* What the exercise asks *
The lines from the one holding "Place one keypoint on each instance of the tray of brownie" to the end of the records below, exactly as written, are the only thing to return.
○ ○ ○ ○ ○ ○ ○
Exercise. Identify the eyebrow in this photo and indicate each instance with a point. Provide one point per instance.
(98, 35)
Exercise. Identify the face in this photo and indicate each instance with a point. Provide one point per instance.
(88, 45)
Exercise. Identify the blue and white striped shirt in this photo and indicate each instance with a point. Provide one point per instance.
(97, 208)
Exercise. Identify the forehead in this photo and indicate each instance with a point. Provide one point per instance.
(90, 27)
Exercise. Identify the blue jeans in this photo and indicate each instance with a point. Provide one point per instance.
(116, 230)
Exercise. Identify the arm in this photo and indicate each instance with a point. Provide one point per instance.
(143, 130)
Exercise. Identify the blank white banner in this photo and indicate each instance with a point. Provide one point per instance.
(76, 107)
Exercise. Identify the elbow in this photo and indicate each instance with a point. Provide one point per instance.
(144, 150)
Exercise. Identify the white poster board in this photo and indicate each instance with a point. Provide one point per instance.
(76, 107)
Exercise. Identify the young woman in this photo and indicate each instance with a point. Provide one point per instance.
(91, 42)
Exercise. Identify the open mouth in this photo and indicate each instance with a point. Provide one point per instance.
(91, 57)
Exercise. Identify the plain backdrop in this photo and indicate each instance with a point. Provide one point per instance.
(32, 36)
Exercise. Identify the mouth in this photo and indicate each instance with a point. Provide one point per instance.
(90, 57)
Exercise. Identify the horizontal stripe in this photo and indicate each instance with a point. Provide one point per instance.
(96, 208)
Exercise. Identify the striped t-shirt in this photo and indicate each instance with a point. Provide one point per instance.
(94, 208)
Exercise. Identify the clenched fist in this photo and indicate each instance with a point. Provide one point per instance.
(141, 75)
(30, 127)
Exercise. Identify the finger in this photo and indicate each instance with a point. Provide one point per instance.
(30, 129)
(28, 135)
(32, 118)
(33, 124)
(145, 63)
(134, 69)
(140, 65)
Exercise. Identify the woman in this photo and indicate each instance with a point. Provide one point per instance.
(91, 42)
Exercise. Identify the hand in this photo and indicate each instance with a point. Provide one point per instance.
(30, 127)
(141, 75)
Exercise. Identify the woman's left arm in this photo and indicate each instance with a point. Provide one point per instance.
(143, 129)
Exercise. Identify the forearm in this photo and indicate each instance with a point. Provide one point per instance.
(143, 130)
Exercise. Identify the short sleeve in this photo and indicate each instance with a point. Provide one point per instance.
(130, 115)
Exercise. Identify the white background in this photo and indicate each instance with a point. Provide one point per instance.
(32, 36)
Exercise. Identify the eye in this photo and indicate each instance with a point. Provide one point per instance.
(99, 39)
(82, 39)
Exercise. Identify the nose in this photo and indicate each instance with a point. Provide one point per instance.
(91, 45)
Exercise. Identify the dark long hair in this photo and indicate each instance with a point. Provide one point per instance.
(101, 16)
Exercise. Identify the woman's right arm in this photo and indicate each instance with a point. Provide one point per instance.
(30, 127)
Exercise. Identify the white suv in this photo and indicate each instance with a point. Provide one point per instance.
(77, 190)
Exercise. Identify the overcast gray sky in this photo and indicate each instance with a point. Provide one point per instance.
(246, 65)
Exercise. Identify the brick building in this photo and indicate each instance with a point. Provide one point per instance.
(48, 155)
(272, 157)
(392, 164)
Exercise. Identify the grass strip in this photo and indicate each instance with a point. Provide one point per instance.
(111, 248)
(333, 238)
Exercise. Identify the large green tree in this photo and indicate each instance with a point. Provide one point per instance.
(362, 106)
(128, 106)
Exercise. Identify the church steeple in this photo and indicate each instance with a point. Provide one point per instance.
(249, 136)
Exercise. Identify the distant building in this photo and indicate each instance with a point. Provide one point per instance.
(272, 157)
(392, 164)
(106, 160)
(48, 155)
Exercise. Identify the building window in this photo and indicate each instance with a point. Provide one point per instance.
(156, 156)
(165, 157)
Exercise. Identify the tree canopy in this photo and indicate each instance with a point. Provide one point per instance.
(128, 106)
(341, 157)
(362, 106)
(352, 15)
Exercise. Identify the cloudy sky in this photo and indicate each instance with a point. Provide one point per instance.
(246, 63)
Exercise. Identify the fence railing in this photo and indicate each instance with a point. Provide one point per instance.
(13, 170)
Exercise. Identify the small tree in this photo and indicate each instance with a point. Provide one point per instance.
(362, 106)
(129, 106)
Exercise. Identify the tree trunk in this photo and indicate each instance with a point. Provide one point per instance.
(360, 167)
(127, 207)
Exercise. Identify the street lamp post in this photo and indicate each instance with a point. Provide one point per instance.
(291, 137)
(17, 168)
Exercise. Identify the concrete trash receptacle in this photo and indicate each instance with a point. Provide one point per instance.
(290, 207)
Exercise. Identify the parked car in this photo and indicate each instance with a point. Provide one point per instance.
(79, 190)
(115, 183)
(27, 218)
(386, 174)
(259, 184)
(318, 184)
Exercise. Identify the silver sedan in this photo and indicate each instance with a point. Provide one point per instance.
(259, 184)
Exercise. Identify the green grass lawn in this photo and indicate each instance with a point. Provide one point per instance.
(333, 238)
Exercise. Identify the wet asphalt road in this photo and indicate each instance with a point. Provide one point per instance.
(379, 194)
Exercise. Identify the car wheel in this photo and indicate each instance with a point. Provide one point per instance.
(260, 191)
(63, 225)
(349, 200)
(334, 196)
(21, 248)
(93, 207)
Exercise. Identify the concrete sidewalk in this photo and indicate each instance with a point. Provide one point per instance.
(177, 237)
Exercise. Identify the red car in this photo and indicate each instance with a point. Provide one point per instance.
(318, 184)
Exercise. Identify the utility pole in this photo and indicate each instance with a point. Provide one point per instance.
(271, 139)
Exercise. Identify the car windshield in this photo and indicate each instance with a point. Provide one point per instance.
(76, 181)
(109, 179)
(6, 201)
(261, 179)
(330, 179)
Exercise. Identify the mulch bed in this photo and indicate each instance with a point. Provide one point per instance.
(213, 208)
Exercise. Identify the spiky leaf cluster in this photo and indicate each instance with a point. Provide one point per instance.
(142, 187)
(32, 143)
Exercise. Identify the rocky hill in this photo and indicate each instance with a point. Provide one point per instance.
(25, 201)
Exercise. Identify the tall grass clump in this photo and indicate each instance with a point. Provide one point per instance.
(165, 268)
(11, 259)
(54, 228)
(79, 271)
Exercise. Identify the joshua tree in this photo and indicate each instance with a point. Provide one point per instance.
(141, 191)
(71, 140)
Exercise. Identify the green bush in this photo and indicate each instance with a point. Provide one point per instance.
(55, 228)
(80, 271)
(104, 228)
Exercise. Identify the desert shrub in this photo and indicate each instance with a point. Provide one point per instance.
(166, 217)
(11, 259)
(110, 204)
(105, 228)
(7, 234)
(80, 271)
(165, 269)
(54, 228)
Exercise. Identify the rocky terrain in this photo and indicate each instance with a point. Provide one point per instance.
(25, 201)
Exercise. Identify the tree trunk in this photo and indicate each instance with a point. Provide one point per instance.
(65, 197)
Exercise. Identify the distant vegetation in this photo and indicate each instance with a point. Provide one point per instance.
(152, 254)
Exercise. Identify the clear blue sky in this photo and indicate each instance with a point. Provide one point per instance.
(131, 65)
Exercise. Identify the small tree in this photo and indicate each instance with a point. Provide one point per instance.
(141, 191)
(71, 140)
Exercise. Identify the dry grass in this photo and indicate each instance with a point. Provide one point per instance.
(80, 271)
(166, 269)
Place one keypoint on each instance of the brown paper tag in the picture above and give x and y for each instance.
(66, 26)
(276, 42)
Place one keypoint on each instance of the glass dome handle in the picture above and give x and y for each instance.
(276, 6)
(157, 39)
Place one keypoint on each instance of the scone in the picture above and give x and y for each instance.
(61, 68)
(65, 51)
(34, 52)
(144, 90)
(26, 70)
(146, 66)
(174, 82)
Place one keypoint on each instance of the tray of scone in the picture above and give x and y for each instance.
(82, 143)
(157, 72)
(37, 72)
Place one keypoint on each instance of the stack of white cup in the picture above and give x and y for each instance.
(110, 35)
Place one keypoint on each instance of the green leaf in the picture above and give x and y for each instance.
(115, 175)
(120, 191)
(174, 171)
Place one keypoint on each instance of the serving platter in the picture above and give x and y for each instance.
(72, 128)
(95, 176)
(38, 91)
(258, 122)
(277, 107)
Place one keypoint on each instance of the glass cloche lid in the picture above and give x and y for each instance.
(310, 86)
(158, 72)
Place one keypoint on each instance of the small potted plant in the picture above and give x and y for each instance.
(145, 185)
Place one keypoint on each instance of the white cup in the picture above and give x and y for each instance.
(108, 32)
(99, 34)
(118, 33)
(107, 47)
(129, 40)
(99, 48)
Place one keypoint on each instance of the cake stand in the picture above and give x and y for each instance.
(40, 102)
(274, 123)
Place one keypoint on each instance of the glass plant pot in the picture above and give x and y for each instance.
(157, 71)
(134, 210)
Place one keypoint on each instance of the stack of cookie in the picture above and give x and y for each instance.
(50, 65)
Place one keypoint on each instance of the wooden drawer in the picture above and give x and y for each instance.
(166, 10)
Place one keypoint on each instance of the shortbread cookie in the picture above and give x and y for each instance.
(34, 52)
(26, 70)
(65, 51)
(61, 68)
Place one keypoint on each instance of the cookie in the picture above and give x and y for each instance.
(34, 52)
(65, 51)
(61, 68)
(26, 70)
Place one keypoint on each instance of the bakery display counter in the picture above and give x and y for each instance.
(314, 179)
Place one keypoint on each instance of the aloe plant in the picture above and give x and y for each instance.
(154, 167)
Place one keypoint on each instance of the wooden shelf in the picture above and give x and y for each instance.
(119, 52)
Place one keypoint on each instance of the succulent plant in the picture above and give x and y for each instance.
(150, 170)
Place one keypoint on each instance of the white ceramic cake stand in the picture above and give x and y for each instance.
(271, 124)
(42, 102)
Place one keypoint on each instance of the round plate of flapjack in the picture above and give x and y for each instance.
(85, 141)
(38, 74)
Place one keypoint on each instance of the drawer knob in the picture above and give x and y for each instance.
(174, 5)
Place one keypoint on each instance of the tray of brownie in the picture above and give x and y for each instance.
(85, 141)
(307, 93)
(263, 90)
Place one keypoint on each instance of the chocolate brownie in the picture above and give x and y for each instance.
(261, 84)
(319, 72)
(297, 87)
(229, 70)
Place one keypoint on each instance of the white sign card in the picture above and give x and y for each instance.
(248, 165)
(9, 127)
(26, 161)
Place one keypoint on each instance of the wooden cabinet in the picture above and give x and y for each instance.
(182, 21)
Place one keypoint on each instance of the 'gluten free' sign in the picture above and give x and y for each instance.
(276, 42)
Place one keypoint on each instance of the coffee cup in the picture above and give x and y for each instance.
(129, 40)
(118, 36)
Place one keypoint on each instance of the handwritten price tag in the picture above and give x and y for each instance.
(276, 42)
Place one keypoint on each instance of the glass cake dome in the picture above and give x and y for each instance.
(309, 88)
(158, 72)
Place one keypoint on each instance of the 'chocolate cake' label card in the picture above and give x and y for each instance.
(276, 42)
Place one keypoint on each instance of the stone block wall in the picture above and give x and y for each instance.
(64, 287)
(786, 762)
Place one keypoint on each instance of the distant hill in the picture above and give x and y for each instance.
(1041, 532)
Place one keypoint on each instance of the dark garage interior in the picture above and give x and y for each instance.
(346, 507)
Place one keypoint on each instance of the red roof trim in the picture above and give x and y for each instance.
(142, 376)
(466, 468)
○ ○ ○ ○ ○ ○ ○
* Solved exercise *
Place one keypoint on each instance of the tray of brownie in the picture above and give x and y for each instance.
(85, 141)
(307, 93)
(263, 90)
Place one keypoint on each instance of the chocolate brownie in the picture above and give x and y for each instance.
(261, 84)
(319, 72)
(297, 87)
(229, 70)
Place one keypoint on each instance of the white sign card in the picture above and give x and y for each instance.
(248, 165)
(9, 127)
(26, 161)
Place one keypoint on each instance of the wooden cabinet in the picture above and give x and y for each instance.
(182, 21)
Place one keypoint on each instance of the 'gluten free' sign in the picture above and give x and y for each instance.
(276, 42)
Place one keypoint on each instance of the coffee cup in the picture above and give x and y for each instance.
(129, 40)
(118, 36)
Place one keypoint on each instance of the handwritten price tag in the picture above and give x and y for each instance.
(276, 42)
Place one keypoint on each instance of the glass cake dome in the picture above and give x and y for each instance.
(309, 88)
(158, 72)
Place one keypoint on each instance of the 'chocolate cake' label card in the picture above and give x and y for each instance.
(276, 42)
Place one keypoint on each instance of the stone block wall in the picture above and give x and y for each instance.
(64, 287)
(786, 762)
Place one keypoint on each instance of the distant hill in the picture above and give x and y for each instance.
(1041, 532)
Place one keypoint on each instance of the dark garage interior in the picture above and give x and y for each instance.
(346, 507)
Place one keypoint on each instance of the red roof trim in the picture above and give x and y for each instance.
(142, 376)
(466, 468)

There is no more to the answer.